> _WHAT TO PRODUCE_:
Print all entries precisely as they are written.

> _EXTRACTED DATA_:
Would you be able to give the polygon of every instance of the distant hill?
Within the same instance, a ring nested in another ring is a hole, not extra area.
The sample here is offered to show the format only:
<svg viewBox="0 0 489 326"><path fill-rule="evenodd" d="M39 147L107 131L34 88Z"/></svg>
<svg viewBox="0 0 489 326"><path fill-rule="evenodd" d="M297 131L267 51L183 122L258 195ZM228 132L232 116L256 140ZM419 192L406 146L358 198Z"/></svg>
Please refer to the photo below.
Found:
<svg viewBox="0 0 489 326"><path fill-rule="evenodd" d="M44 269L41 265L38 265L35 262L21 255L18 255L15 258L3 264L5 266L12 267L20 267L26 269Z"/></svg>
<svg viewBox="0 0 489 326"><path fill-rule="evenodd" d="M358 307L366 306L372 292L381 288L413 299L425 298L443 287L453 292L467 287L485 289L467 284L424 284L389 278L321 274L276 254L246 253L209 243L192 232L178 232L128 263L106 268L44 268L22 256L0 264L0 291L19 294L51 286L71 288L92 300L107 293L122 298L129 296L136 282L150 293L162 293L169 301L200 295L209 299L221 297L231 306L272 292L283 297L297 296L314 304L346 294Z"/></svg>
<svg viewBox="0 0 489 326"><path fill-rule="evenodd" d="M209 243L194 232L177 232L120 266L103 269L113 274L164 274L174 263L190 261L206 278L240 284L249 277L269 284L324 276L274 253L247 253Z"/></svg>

> _EXERCISE ANSWER_:
Would you be able to give the polygon of every instance of the distant hill?
Within the same instance, a ring nested in another ring is a hole, not extra area.
The sample here is offered to show the format only:
<svg viewBox="0 0 489 326"><path fill-rule="evenodd" d="M39 147L107 131L34 88Z"/></svg>
<svg viewBox="0 0 489 326"><path fill-rule="evenodd" d="M297 131L267 51L183 122L258 195ZM228 132L232 116L256 140ZM419 192L406 146L358 198Z"/></svg>
Please refer to the photo below.
Found:
<svg viewBox="0 0 489 326"><path fill-rule="evenodd" d="M44 269L41 265L38 265L35 262L21 255L18 255L15 258L3 264L5 266L12 267L20 267L26 269Z"/></svg>
<svg viewBox="0 0 489 326"><path fill-rule="evenodd" d="M358 307L366 306L372 292L381 288L413 299L425 298L443 287L453 292L467 287L485 289L467 284L424 284L389 278L321 274L276 254L246 253L209 243L192 232L178 232L128 263L106 268L44 268L22 256L0 264L0 291L19 294L51 286L71 288L92 300L107 293L122 298L129 296L136 282L150 293L162 293L169 301L200 295L209 299L221 297L231 306L272 292L283 297L297 296L314 304L346 294Z"/></svg>
<svg viewBox="0 0 489 326"><path fill-rule="evenodd" d="M209 243L194 232L177 232L120 266L103 269L113 274L164 274L174 263L190 261L206 278L240 284L249 277L269 284L324 276L274 253L247 253Z"/></svg>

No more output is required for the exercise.